(Source data)
• • •
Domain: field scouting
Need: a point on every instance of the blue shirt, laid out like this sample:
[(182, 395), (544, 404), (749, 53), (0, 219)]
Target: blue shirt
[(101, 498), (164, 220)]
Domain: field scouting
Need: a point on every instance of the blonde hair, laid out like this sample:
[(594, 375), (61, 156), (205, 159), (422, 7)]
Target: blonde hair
• • •
* SHORT EXERCISE
Extract every line of the material above and reproduce each one verbatim, without changing anything.

* OUTPUT OF THE TASK
Domain: field scouting
Need: a point on every instance of the blue shirt, laid out like this sample:
[(182, 395), (544, 404), (749, 53), (0, 219)]
Target: blue shirt
[(101, 498), (164, 220)]
Domain: field scouting
Need: a point on every instance of the blonde hair, laid out like this sample:
[(594, 375), (61, 156), (205, 159), (422, 7)]
Target: blonde hair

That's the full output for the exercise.